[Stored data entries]
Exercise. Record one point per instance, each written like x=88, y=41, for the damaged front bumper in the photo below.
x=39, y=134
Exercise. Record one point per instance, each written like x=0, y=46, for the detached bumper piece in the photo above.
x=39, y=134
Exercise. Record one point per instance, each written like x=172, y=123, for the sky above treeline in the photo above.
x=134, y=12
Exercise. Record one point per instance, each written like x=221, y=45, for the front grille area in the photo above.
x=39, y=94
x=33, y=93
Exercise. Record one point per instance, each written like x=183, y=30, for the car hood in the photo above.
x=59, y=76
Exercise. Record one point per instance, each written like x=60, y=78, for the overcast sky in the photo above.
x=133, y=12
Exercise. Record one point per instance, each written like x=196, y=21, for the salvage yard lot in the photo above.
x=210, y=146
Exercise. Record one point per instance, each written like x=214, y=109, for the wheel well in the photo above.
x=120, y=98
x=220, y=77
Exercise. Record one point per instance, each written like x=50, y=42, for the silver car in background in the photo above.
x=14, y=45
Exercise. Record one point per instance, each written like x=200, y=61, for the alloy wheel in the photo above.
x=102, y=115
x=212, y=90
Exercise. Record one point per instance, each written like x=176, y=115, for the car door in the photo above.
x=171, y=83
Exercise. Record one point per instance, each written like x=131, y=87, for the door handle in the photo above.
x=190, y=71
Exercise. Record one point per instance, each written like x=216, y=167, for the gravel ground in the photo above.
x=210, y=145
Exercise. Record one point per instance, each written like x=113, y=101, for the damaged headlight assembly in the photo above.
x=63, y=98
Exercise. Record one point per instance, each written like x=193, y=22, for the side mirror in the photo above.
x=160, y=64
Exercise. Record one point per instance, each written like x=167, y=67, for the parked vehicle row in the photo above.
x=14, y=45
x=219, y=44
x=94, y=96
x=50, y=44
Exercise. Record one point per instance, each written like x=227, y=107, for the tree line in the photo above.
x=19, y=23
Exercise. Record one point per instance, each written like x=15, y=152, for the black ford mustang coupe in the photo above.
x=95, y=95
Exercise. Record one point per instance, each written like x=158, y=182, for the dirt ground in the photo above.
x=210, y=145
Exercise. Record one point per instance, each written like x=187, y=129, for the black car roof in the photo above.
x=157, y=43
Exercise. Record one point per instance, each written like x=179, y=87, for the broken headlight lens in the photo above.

- Written exercise: Please quote the lines above word for word.

- Output below:
Exercise. Record one point per instance, each written like x=88, y=41, for the damaged front bumper in the photo below.
x=39, y=134
Exercise. Record one point per instance, each written like x=0, y=46, for the detached bumper piece in the photo above.
x=39, y=134
Exercise. Record one point per instance, each written like x=172, y=123, for the sky above treeline in the photo above.
x=134, y=12
Exercise. Record one point per instance, each written like x=221, y=45, for the front grille area in the photo above.
x=39, y=94
x=33, y=93
Exercise. Record one point per instance, each written like x=183, y=30, for the car hood in the photo above.
x=59, y=76
Exercise. Record one point per instance, each written like x=60, y=78, for the overcast sky in the photo above.
x=133, y=12
Exercise. Record one point per instance, each written like x=196, y=21, for the salvage yard lot in the photo above.
x=210, y=146
Exercise. Record one point per instance, each written like x=214, y=109, for the wheel well in the photo above.
x=120, y=98
x=220, y=77
Exercise. Record one point per instance, each written like x=50, y=42, for the silver car in background in the photo above.
x=14, y=45
Exercise. Record one point per instance, each written like x=200, y=61, for the alloy wheel in the photo above.
x=102, y=115
x=212, y=90
Exercise. Record one point per instance, each written like x=176, y=115, for the car door in the photo above.
x=171, y=83
Exercise. Record one point per instance, each written like x=131, y=87, for the door handle in the photo above.
x=190, y=71
Exercise. Record one point per instance, each written like x=216, y=167, for the gravel ground in the photo above.
x=210, y=145
Exercise. Record one point per instance, each written like x=113, y=101, for the damaged headlight assembly in the photo above.
x=63, y=98
Exercise. Record one point per instance, each written like x=193, y=22, for the side mirror in the photo above.
x=160, y=64
Exercise. Record one point per instance, each written like x=167, y=67, for the parked vehicle row in the photo above.
x=14, y=45
x=219, y=44
x=94, y=96
x=50, y=44
Exercise. Record one point per instance, each written like x=227, y=107, for the tree line in the photo above.
x=19, y=23
Exercise. Record one point per instance, each written like x=15, y=152, for the black ford mustang coupe in the photo above.
x=95, y=95
Exercise. Record one point per instance, each written like x=158, y=182, for the dirt ground in the photo above.
x=210, y=145
Exercise. Record one point per instance, each written like x=187, y=129, for the black car roof in the photo above.
x=157, y=43
Exercise. Record one point per instance, each written like x=179, y=87, for the broken headlight lens in the photo above.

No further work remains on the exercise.